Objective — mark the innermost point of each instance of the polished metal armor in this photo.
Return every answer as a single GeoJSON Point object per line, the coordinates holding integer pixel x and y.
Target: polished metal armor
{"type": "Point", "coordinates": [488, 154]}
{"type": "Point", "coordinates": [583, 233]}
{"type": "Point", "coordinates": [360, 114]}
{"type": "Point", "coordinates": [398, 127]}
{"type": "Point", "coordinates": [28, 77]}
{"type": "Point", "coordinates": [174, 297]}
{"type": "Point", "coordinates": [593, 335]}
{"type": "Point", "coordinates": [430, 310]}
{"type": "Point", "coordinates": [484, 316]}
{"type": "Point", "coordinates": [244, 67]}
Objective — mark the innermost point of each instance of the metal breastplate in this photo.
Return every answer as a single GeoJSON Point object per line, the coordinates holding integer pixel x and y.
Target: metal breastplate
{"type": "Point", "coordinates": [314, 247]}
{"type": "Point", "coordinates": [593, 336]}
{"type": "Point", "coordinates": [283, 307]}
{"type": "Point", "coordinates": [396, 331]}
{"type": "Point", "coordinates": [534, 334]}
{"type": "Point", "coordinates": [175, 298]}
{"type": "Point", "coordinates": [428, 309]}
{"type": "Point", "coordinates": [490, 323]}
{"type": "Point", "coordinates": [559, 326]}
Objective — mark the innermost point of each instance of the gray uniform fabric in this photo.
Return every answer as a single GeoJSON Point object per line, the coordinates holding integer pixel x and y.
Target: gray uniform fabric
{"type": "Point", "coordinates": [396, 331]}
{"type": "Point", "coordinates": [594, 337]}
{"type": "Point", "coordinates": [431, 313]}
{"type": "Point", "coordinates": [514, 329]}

---

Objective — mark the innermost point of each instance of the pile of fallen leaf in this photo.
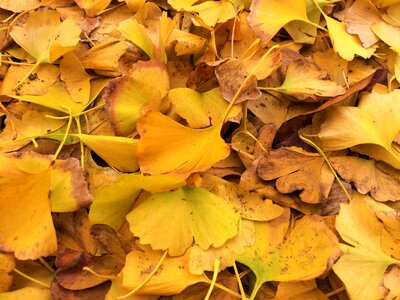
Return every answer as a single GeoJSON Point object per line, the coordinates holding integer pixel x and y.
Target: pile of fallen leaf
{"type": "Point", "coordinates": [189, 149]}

■ **WHAT YOU ARE ASKED TO DO**
The lines sought are those in the data above that include the string "photo"; copy each one.

■ **RESULT OF THIS EXERCISE**
Objective — mark the innermost point of each instance of the polished metal armor in this photo.
Objective — mark the innermost point of each instance of the metal breastplate in this photo.
Objective — mark the innermost point of each instance of the gray uniform fabric in this photo.
Objective — mark the innermost point of each instance of the pile of fallen leaf in this photo.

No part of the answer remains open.